#### [TASK REQUIREMENTS]
Copy every one of the lines below word for word, but leave the pictures out.

— START OF DATASET RECORDS —

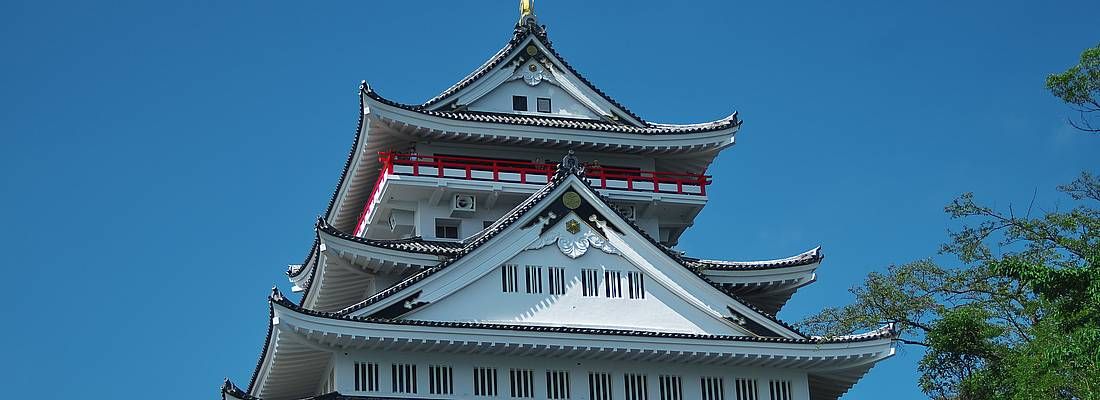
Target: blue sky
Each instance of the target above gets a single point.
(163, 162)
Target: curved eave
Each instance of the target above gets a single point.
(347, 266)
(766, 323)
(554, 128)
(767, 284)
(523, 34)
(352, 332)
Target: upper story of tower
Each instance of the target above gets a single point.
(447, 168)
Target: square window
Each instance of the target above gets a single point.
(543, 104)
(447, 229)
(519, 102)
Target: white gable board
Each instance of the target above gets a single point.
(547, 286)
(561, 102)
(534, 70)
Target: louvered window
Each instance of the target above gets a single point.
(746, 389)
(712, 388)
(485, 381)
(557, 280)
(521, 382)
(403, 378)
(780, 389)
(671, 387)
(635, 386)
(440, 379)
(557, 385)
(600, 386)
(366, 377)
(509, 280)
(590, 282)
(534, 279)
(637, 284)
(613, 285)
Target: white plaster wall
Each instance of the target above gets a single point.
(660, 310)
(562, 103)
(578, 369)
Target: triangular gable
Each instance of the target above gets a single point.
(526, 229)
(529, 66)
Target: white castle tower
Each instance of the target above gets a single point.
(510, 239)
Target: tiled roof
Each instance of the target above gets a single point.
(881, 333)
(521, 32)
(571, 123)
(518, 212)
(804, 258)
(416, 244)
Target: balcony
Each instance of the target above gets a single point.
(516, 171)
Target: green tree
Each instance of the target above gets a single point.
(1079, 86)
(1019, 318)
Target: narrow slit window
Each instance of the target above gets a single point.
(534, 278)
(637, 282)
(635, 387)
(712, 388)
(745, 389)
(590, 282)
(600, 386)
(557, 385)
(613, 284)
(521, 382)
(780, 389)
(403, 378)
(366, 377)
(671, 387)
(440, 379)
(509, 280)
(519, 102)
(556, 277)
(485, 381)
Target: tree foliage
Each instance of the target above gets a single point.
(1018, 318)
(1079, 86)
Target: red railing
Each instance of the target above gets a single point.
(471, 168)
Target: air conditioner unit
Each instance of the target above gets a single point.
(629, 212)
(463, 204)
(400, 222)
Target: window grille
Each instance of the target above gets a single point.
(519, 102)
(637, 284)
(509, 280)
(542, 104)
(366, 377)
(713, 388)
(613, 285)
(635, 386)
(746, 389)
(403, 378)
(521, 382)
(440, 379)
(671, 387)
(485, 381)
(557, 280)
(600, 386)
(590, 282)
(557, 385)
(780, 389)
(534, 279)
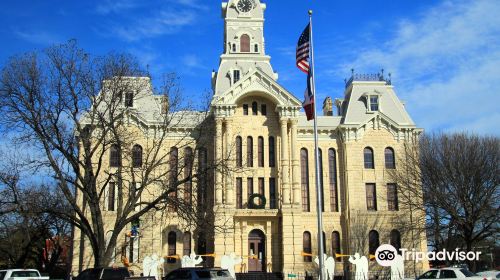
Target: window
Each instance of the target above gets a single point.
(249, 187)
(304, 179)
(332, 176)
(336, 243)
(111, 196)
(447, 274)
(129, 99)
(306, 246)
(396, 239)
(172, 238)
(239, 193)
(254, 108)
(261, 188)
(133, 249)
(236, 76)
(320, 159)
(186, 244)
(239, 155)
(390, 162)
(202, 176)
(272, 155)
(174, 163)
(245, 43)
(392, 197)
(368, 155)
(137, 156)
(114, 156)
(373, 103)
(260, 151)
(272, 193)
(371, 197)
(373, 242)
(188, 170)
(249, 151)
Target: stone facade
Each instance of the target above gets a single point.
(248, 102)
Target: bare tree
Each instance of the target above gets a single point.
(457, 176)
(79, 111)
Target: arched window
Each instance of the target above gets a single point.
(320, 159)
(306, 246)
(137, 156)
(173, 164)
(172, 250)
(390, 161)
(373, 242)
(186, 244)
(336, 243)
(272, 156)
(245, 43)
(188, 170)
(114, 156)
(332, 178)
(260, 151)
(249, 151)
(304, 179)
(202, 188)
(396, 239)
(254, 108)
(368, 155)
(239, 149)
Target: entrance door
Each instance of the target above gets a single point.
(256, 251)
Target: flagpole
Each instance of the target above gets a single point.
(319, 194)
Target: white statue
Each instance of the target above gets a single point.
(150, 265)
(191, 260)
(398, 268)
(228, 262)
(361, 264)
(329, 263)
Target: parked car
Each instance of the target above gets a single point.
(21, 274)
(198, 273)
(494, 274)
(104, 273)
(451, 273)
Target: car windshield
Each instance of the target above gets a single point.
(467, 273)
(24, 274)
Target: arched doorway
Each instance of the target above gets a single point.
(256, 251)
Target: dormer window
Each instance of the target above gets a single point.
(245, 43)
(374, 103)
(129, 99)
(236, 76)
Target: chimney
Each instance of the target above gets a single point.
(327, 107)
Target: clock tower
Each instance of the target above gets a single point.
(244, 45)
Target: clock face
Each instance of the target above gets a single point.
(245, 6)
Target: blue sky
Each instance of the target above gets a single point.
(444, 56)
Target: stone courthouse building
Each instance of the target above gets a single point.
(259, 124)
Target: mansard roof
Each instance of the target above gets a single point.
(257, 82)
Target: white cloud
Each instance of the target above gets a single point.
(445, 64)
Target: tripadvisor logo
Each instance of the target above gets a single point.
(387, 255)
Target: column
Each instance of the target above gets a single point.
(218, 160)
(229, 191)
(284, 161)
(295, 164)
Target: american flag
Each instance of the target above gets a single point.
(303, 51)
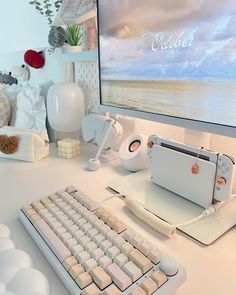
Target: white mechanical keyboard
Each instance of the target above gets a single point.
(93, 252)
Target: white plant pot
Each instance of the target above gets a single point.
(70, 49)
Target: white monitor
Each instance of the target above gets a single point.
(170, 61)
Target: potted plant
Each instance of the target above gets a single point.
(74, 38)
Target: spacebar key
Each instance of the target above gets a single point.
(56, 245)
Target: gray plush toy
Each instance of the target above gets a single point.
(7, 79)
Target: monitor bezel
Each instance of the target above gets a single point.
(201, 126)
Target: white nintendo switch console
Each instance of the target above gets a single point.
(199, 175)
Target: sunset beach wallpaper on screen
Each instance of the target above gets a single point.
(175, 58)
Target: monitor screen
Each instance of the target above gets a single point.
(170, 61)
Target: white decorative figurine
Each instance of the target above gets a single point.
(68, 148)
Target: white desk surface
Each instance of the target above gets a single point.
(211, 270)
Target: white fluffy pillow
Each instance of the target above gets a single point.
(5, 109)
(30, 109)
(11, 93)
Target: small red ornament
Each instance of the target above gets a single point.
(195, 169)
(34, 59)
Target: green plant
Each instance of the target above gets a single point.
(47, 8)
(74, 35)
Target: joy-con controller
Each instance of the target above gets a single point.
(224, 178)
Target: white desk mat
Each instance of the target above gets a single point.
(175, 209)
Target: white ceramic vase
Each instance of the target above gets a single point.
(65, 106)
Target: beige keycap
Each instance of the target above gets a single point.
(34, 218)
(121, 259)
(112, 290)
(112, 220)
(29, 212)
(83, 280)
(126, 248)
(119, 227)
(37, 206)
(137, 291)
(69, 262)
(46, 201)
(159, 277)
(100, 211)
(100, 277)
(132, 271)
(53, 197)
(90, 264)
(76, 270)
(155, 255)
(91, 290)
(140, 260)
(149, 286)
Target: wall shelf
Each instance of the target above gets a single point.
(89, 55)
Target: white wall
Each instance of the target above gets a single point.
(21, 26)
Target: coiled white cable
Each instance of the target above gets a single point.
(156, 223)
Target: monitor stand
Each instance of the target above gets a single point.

— END OF DATASET RECORDS —

#### [TASK RESPONSE]
Target: blue sky
Each instance of the target above gets a single point.
(163, 162)
Target: curved eave
Each instance of the target above gets a single point.
(347, 266)
(766, 323)
(554, 128)
(767, 284)
(523, 34)
(352, 332)
Target: upper story of tower
Each instance of the target above gets a single point.
(447, 168)
Target: square window
Each instance of the target above gets a single point.
(543, 104)
(447, 229)
(519, 102)
Target: white gable board
Each instance of the target above gets a single point.
(547, 286)
(561, 102)
(534, 70)
Target: louvered window
Each instance of the target above gets a single point.
(746, 389)
(712, 388)
(485, 381)
(557, 280)
(521, 382)
(403, 378)
(780, 389)
(671, 387)
(635, 386)
(440, 379)
(557, 385)
(600, 386)
(366, 377)
(509, 280)
(590, 282)
(534, 279)
(637, 284)
(613, 285)
Target: white plaster wall
Each instance of the target above gets a single point.
(660, 310)
(562, 103)
(578, 369)
Target: triangular gable
Each instance of the target above gets a single point.
(526, 229)
(529, 66)
Target: white castle tower
Each instance of the target above gets a single point.
(510, 239)
Target: tiled roof
Each instance of the target above gets a single point.
(881, 333)
(521, 32)
(571, 123)
(518, 212)
(804, 258)
(416, 244)
Target: balcony
Each instance of the target above gets a single point.
(516, 171)
Target: green tree
Each instance of the target above gets a single point.
(1079, 86)
(1019, 318)
Target: narrow slit window
Each instance of the target above gets a single point.
(534, 278)
(637, 282)
(635, 387)
(712, 388)
(745, 389)
(590, 282)
(600, 386)
(557, 385)
(613, 284)
(521, 382)
(780, 389)
(403, 378)
(366, 377)
(671, 387)
(440, 379)
(509, 280)
(519, 102)
(556, 277)
(485, 381)
Target: tree foliage
Each instance of the target above gets a single point.
(1018, 318)
(1079, 86)
Target: red railing
Each instance of the target above gets a single point.
(471, 168)
Target: air conditioner unit
Each instance of the target above gets a single point.
(629, 212)
(463, 204)
(400, 222)
Target: window grille
Each instance of the target above gets a single point.
(519, 102)
(637, 284)
(509, 280)
(542, 104)
(366, 377)
(713, 388)
(613, 285)
(635, 386)
(746, 389)
(403, 378)
(521, 382)
(440, 379)
(671, 387)
(485, 381)
(557, 280)
(600, 386)
(590, 282)
(557, 385)
(780, 389)
(534, 279)
Target: window
Each instance of the target above gets a single point.
(249, 187)
(304, 179)
(332, 176)
(336, 243)
(111, 196)
(447, 274)
(129, 99)
(306, 246)
(396, 239)
(172, 238)
(239, 193)
(254, 108)
(261, 188)
(133, 249)
(236, 76)
(320, 159)
(186, 244)
(239, 155)
(390, 162)
(202, 176)
(272, 155)
(174, 163)
(245, 43)
(392, 197)
(368, 155)
(137, 156)
(114, 156)
(373, 103)
(260, 151)
(272, 193)
(371, 197)
(373, 242)
(188, 170)
(249, 151)
Target: stone facade
Each instance of the target above gets a single point.
(248, 102)
Target: bare tree
Each instance of the target above gets a single point.
(457, 176)
(79, 111)
Target: arched window
Each instance of the target above gets a single point.
(320, 159)
(306, 246)
(137, 156)
(173, 164)
(172, 250)
(390, 161)
(373, 242)
(186, 244)
(336, 243)
(272, 156)
(245, 43)
(188, 170)
(114, 156)
(332, 178)
(260, 151)
(249, 151)
(304, 179)
(202, 188)
(396, 239)
(254, 108)
(368, 155)
(239, 149)
Target: entrance door
Each instance of the target above gets a single point.
(256, 251)
Target: flagpole
Each instance of the target above gets a single point.
(319, 194)
Target: white statue
Each instance of the target above gets a single point.
(150, 265)
(191, 260)
(398, 268)
(228, 262)
(361, 264)
(329, 263)
Target: parked car
Each instance of the target above gets a single point.
(21, 274)
(198, 273)
(494, 274)
(104, 273)
(451, 273)
Target: car windshield
Each instance of the target above gets a single point.
(467, 273)
(24, 274)
Target: arched doorway
Each instance of the target above gets a single point.
(256, 251)
Target: dormer window
Each instance of the target above gets a single point.
(245, 43)
(374, 103)
(129, 99)
(236, 76)
Target: chimney
Each instance of the target above gets a single point.
(327, 107)
Target: clock tower
Each instance of the target above gets a single point.
(244, 45)
Target: clock face
Each instance of the target above gets a single point.
(245, 6)
Target: blue sky
Each instance of the target above gets a single point.
(444, 56)
Target: stone courthouse building
Each instance of the target above gets a single point.
(259, 124)
Target: mansard roof
Each instance of the target above gets a single point.
(257, 82)
Target: white cloud
Each instance of the target above gets a single point.
(445, 64)
Target: tripadvisor logo
Each instance of the target above gets a single point.
(387, 255)
Target: column
Each instance of the target above gets a single point.
(218, 160)
(229, 191)
(284, 161)
(295, 164)
Target: american flag
Each instance of the target above gets a single point.
(303, 51)
Target: white mechanical keyboard
Each instance of the target above gets a single point.
(93, 252)
Target: white plant pot
Each instance of the target above gets a single point.
(70, 49)
Target: white monitor
Each instance of the target above gets a single point.
(170, 61)
Target: potted plant
Each instance of the target above gets a single point.
(74, 38)
Target: spacebar key
Each instance of the target above gets a single point.
(56, 245)
Target: gray plush toy
Each instance of the target above gets a single point.
(7, 79)
Target: monitor bezel
Each instance of the target above gets a single point.
(201, 126)
Target: white nintendo switch console
Each instance of the target above gets a single point.
(199, 175)
Target: sunset beach wallpaper on screen
Each instance of the target above gets a single point.
(175, 58)
Target: monitor screen
Each instance of the target above gets a single point.
(170, 61)
Target: white decorative figurine
Each instance of the target above gets a single point.
(68, 148)
Target: white desk surface
Each instance of the target above gets a single point.
(211, 270)
Target: white fluffy pillow
Each instance of the target above gets a single point.
(5, 109)
(30, 109)
(11, 93)
Target: small red ornament
Each instance of the target above gets a single point.
(195, 169)
(34, 59)
Target: green plant
Each instance of the target above gets a single point.
(47, 8)
(74, 35)
Target: joy-con controller
Each instance of the target above gets a single point.
(224, 178)
Target: white desk mat
Each instance of the target above gets a single point.
(175, 209)
Target: white ceramic vase
Each instance of the target above gets a single point.
(65, 106)
Target: beige keycap
Each instance of the target above gets a single point.
(34, 218)
(121, 259)
(112, 290)
(112, 220)
(29, 212)
(83, 280)
(126, 248)
(119, 227)
(37, 206)
(137, 291)
(69, 262)
(46, 201)
(159, 277)
(100, 211)
(100, 277)
(132, 271)
(53, 197)
(90, 264)
(76, 270)
(155, 255)
(91, 290)
(140, 260)
(149, 286)
Target: wall shelf
Each instance of the target above gets a single point.
(89, 55)
Target: white wall
Each instance of the target above gets a single point.
(21, 26)
Target: coiled white cable
Each instance of the target above gets a single point.
(156, 223)
Target: monitor stand
Each instance of the target above gets a single point.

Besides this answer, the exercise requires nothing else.